Aim of the exercise:
Repeat exactly, and only, the lines running from the one that holds "Exercise. Mark every instance of the bicycle wheel" to the end of the records.

Material for this exercise:
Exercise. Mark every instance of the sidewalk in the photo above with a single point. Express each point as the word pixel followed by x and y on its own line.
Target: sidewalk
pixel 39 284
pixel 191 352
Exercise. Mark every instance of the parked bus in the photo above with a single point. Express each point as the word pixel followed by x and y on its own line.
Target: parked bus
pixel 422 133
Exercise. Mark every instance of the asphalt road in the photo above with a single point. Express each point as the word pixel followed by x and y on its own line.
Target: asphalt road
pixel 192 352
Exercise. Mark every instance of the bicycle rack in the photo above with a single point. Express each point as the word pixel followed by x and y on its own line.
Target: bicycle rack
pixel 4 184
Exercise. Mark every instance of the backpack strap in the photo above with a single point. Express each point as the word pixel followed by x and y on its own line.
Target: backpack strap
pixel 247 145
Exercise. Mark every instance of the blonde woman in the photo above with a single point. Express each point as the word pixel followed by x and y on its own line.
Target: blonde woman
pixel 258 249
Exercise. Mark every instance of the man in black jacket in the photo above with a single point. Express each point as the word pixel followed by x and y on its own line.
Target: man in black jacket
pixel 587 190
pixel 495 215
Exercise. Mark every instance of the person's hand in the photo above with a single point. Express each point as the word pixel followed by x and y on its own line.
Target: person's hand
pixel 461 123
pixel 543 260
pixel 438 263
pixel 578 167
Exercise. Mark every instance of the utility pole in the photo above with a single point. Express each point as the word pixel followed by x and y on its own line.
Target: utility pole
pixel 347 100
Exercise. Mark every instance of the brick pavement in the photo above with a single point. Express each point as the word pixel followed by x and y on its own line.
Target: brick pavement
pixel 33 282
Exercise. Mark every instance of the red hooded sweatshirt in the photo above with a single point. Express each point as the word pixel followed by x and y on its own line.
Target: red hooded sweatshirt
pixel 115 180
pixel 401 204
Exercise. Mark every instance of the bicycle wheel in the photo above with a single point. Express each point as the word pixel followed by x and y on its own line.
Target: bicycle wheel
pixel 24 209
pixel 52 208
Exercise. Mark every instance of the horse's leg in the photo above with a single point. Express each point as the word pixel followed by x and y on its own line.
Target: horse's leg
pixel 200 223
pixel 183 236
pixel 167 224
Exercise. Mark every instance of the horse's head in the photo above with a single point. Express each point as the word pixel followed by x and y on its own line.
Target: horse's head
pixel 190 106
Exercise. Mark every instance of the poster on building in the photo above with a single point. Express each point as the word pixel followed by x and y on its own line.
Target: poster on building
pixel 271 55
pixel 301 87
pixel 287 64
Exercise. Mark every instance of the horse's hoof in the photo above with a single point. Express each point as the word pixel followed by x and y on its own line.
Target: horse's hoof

Solution:
Exercise. Mark every instance of the bicycle wheel in the photo above with a single point. Express each point as the word pixel followed by x and y on its own line.
Target: bicycle wheel
pixel 24 209
pixel 52 208
Exercise. Mark every instance of the horse's leg in the photo above with a single point. Express each point as the word pixel followed by x and y on its own line.
Target: horse's leg
pixel 200 223
pixel 183 236
pixel 167 224
Exercise. Mark every instance of the horse's head in the photo above with a single point. Express each point as the word pixel followed by x and y on its own line.
Target: horse's head
pixel 190 106
Exercise. Mark every instance of the poster on building in the photo above with a single point. Express each point as the word pixel followed by x and y on its own line.
Target: poster on building
pixel 271 55
pixel 301 87
pixel 287 64
Exercise. Mark every instance of the horse's hoof in the photo above with a single point. Express each point as the word pixel followed by x and y on its own line.
Target: horse's hoof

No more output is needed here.